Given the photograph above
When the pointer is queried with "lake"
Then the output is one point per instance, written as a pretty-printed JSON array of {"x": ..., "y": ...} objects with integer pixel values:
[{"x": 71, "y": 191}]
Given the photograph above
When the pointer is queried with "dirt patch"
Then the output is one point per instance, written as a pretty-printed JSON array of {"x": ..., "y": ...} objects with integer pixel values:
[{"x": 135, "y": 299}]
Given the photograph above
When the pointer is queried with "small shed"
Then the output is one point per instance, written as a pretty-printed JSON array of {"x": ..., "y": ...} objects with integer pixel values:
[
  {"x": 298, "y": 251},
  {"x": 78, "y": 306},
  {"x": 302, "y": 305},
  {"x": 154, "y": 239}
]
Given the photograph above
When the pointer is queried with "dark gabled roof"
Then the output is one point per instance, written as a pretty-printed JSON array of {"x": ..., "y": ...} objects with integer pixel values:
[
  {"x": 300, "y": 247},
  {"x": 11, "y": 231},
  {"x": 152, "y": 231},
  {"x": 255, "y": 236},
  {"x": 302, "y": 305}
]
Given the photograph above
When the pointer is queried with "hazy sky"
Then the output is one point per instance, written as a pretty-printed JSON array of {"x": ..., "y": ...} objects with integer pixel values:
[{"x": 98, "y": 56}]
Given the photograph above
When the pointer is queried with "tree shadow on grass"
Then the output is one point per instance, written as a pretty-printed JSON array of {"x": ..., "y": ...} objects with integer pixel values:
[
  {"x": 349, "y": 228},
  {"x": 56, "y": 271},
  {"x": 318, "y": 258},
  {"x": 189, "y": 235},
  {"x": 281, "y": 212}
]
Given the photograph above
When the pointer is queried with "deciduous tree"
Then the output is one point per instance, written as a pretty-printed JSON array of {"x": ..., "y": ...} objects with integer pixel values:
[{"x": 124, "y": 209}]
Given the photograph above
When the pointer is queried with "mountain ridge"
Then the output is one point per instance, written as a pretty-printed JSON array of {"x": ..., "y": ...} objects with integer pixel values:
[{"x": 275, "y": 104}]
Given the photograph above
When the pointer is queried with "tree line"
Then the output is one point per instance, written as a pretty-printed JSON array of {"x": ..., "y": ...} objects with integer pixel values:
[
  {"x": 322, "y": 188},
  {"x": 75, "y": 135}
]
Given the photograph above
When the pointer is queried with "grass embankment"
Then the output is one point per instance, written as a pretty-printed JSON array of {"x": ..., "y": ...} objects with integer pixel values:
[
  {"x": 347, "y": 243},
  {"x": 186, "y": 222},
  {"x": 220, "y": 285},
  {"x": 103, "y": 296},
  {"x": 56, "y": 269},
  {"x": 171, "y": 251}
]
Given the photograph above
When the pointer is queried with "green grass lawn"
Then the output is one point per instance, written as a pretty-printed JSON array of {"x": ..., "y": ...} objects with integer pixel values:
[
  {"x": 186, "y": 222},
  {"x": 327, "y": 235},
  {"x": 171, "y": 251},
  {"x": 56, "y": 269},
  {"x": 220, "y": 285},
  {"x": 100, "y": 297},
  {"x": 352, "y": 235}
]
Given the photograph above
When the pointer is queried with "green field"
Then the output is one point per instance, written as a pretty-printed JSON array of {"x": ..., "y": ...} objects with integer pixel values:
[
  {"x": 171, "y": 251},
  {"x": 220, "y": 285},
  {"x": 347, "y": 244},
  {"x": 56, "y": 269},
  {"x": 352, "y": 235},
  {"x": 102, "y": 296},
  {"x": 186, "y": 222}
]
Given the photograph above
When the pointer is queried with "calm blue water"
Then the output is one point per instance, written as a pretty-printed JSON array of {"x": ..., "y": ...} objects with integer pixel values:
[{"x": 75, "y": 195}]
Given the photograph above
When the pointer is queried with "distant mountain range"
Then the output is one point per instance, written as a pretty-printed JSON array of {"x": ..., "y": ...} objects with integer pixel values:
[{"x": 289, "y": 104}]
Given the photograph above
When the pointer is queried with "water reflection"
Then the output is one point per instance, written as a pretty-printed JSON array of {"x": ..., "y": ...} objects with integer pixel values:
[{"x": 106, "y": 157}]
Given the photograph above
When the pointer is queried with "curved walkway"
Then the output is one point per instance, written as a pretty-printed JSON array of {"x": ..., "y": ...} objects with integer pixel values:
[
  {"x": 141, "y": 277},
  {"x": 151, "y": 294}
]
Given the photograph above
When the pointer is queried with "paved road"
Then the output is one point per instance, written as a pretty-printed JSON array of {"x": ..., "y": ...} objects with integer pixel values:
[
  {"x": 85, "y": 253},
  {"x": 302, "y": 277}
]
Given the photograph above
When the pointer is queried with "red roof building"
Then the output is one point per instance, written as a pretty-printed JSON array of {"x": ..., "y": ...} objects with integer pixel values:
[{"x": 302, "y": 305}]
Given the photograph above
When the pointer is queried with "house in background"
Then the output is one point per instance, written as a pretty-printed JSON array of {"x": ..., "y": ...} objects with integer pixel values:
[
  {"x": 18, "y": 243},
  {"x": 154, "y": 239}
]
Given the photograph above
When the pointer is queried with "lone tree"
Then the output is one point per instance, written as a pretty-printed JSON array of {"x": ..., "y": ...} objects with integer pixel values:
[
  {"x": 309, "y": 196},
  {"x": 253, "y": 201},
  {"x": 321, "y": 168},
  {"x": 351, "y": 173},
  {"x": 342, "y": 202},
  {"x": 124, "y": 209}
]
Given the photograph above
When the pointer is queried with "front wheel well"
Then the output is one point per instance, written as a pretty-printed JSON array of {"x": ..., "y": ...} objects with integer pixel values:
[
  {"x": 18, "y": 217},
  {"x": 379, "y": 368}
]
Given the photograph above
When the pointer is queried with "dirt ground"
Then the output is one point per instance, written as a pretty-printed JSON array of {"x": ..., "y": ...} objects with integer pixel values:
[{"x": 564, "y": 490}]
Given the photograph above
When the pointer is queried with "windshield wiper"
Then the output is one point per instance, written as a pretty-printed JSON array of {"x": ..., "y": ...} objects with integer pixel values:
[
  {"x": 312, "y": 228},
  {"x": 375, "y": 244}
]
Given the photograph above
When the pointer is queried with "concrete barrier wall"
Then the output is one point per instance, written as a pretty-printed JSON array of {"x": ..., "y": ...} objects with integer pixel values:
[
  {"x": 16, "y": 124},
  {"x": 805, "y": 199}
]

◆ ◆ ◆ ◆

● **What to produce**
Of the lines above, copy each that contains "roof".

● **Response to the task**
When the pointer is queried with "dark gabled roof"
When the pointer is queried with "red roof building"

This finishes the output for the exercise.